§ THE EXERCISE
Revise the records below so that each "instance" becomes "occurrence", with every other character left as it is.

* * * * * * * * *

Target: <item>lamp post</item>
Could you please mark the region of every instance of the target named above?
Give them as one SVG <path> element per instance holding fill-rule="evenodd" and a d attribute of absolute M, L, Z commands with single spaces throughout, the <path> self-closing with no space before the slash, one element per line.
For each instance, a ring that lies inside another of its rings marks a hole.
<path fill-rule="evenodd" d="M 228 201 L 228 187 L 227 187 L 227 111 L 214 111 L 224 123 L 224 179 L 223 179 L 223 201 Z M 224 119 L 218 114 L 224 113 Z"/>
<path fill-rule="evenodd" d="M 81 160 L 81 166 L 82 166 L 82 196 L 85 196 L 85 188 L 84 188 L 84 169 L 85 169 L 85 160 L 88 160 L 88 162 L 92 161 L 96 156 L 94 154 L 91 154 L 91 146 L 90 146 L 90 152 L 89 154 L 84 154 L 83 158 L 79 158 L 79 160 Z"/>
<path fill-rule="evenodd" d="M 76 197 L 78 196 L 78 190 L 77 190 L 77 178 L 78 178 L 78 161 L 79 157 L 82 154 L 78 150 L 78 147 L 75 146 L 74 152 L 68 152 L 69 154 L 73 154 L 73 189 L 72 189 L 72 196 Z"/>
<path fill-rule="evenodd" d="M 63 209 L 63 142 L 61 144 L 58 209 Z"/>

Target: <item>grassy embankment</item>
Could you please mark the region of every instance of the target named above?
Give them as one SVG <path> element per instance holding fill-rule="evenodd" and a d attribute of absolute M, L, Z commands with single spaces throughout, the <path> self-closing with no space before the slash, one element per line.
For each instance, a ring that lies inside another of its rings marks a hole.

* * * * * * * * *

§ PROBLEM SOLUTION
Target: <item>lamp post</item>
Could you please mark the region of every occurrence of the target named above?
Give them as one SVG <path> element per occurrence holding fill-rule="evenodd" and a d attribute of absolute M, L, Z commands with single spaces throughout, the <path> self-closing with no space before the slash, one element per line.
For each occurrence, a ring that lies inside another of its rings marks a hole.
<path fill-rule="evenodd" d="M 228 201 L 228 187 L 227 187 L 227 111 L 214 111 L 224 123 L 224 179 L 223 179 L 223 201 Z M 224 119 L 218 114 L 224 113 Z"/>
<path fill-rule="evenodd" d="M 81 160 L 81 166 L 82 166 L 82 196 L 85 196 L 85 188 L 84 188 L 84 169 L 85 169 L 85 160 L 88 160 L 88 162 L 92 161 L 96 156 L 94 154 L 91 154 L 91 146 L 90 146 L 90 152 L 89 154 L 84 154 L 83 158 L 79 158 L 79 160 Z"/>
<path fill-rule="evenodd" d="M 76 197 L 78 196 L 78 190 L 77 190 L 77 178 L 78 178 L 78 161 L 79 157 L 82 154 L 78 150 L 78 147 L 75 146 L 74 152 L 68 152 L 69 154 L 73 154 L 73 189 L 72 189 L 72 196 Z"/>
<path fill-rule="evenodd" d="M 63 209 L 63 142 L 61 144 L 58 209 Z"/>

Target: <item>grassy embankment</item>
Could you please mark the region of every occurrence of the target named above?
Give them as one SVG <path> element per occurrence holding fill-rule="evenodd" and a d attribute of absolute M, L, Z commands with single spaces throughout, the <path> self-closing with no space before the slash, one element per line.
For each occurrence, a ring that lies inside another of its rings marks a hole.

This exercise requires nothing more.